Sadly enought, reventable accidents are also a leading cause of early death for many dogs. Veternarians often see dogs injured as the resutl off car accidents, from dogfights, or who suffer from accidental poisonings.

While accidents sometimes happen no matter how many precautions are taken, there are things you can do to help keep your dog as safe as possible.

Protect Your Dog From Vehicular Accidents And Dog Fights

Never let your dog outside unaccompanied. Try to keep your dog in a fenced-in yard. Reduce the possibility of dogfights by introducing your dog slowly to other dogs. Or, better yet, keep other dogs away from your dog. Most dogfights occur when dogs are outside by themselves. Also, be sure your dog cannot run out of the house or escape from your yard. If you live in an area where there are any vehicles – even golf carts or mopeds – watch the dog closely. And when you walk your dog, make sure it is on a secure leash.

Dangerous dogfights can also occur when there are multiple dogs in the same household. If you own more than one dog, and they continue to fight, you may need to permanently separate them.

Train Your Dog To Respond To Your Commands

A big part of keeping your dog safe involves training, so your dog will respond to your voice in any situation. You may find you need an obedience training class to achieve this. You will also need to practive obedience training througout your dog’s lifetime.

* DATASET
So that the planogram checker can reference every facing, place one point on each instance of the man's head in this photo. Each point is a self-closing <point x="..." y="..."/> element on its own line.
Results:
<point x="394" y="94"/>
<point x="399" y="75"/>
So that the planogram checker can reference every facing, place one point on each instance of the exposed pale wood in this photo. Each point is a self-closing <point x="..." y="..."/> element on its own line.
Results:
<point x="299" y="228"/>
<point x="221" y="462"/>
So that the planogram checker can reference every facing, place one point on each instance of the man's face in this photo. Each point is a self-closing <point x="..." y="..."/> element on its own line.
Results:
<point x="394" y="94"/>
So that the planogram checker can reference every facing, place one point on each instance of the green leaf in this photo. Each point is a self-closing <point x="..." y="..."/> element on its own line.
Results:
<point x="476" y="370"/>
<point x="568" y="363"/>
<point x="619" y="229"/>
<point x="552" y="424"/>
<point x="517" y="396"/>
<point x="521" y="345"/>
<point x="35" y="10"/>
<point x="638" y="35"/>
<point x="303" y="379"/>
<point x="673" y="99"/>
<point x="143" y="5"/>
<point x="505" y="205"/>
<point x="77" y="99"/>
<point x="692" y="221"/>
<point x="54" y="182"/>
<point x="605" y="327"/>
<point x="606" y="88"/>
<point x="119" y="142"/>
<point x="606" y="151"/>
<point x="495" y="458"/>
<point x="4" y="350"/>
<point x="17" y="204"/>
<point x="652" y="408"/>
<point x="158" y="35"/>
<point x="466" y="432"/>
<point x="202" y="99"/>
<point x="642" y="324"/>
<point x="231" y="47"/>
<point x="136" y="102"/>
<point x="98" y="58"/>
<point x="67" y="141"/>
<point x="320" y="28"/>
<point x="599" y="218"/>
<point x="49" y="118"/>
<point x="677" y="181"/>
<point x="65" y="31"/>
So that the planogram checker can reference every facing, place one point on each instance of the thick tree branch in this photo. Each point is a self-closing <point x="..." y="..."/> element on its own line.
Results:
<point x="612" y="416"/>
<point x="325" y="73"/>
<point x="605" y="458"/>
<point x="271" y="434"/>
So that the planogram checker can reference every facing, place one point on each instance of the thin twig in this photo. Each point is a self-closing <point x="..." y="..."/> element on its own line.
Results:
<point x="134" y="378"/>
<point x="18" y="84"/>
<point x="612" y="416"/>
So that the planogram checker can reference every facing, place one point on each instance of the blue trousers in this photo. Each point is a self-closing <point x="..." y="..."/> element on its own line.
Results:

* ASSIGNMENT 1
Please print, without changes, the part of the dog safety text that opens with the words containing "Sadly enought, reventable" and closes with "from accidental poisonings.".
* ASSIGNMENT 2
Answer these questions using the dog safety text:
(a) When do most dogfights occur?
(b) What may an owner need to do if two dogs in the same household keep fighting?
(c) What kind of class might be needed to get a dog to respond to its owner's voice?

* PROBLEM SOLUTION 1
Sadly enought, reventable accidents are also a leading cause of early death for many dogs. Veternarians often see dogs injured as the resutl off car accidents, from dogfights, or who suffer from accidental poisonings.

* PROBLEM SOLUTION 2
(a) When dogs are outside by themselves.
(b) Permanently separate them.
(c) An obedience training class.